◆ Extracted text:
Family Office Rule Arrives

Formerly existing only as a web of exemptive relief, the "family office" exception from adviser registration now has its own home in the law.

Section 409 of the Dodd-Frank Act (DFA) established a statutory exemption from adviser registration for family offices. The SEC was charged with rulemaking under that mandate consistent with previous policy, "as reflected in exemptive orders for family offices in effect on the date of enactment" of the DFA.

On June 22, the SEC adopted new rule 202(a)(11)(G)-1 to fulfill the DFA mandate.

Here are the contours of the new rule that exempts qualifying "family offices" from registration under the Advisers Act.

Family office structure and scope of activities.

As proposed, the rule has three basic elements:

  • The family office must serve only specific "family clients," multiple unrelated families may not be advised by any one family office;
  • Family clients must wholly own the office, and the office must be controlled directly or indirectly by family members and/or family entities; and
  • The family office cannot hold itself out to the public as an investment adviser.

The rule also incorporates grandfathering provisions for certain previously existing family offices, as required by the DFA.

Family clients.

◆ Entries supplied:
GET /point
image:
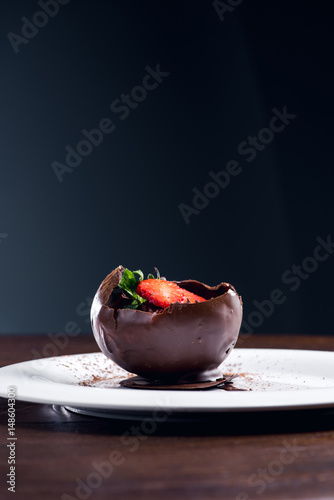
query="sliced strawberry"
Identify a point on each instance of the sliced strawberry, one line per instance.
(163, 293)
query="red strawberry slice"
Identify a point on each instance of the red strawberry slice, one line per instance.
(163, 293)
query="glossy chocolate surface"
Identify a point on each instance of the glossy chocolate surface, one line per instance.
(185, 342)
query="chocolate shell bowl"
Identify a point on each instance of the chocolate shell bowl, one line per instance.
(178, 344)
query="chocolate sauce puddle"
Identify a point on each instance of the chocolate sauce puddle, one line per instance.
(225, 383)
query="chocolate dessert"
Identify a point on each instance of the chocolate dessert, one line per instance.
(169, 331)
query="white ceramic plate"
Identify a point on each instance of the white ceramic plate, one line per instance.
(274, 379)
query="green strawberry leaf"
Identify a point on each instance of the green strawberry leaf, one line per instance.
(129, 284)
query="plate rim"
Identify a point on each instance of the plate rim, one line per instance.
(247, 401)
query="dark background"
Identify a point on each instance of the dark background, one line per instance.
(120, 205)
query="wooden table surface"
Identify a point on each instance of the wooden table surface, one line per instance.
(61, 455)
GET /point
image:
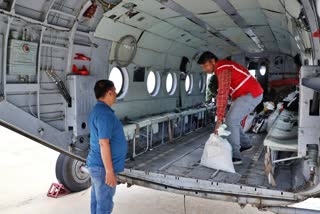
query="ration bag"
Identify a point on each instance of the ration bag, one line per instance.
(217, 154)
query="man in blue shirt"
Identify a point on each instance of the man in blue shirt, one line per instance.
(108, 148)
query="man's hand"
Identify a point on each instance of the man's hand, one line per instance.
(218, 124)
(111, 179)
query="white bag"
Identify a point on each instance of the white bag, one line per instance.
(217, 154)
---
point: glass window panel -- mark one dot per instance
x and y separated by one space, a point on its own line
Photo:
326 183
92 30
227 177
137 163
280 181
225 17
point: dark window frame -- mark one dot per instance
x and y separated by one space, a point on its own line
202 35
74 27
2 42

◆ Task to complete:
Copy out the whole text on the new family office rule word for word.

◆ Output for this task:
Family Office Rule Arrives

Formerly existing only as a web of exemptive relief, the "family office" exception from adviser registration now has its own home in the law.

Section 409 of the Dodd-Frank Act (DFA) established a statutory exemption from adviser registration for family offices. The SEC was charged with rulemaking under that mandate consistent with previous policy, "as reflected in exemptive orders for family offices in effect on the date of enactment" of the DFA.

On June 22, the SEC adopted new rule 202(a)(11)(G)-1 to fulfill the DFA mandate.

Here are the contours of the new rule that exempts qualifying "family offices" from registration under the Advisers Act.

Family office structure and scope of activities.

As proposed, the rule has three basic elements:

  • The family office must serve only specific "family clients," multiple unrelated families may not be advised by any one family office;
  • Family clients must wholly own the office, and the office must be controlled directly or indirectly by family members and/or family entities; and
  • The family office cannot hold itself out to the public as an investment adviser.

The rule also incorporates grandfathering provisions for certain previously existing family offices, as required by the DFA.

Family clients.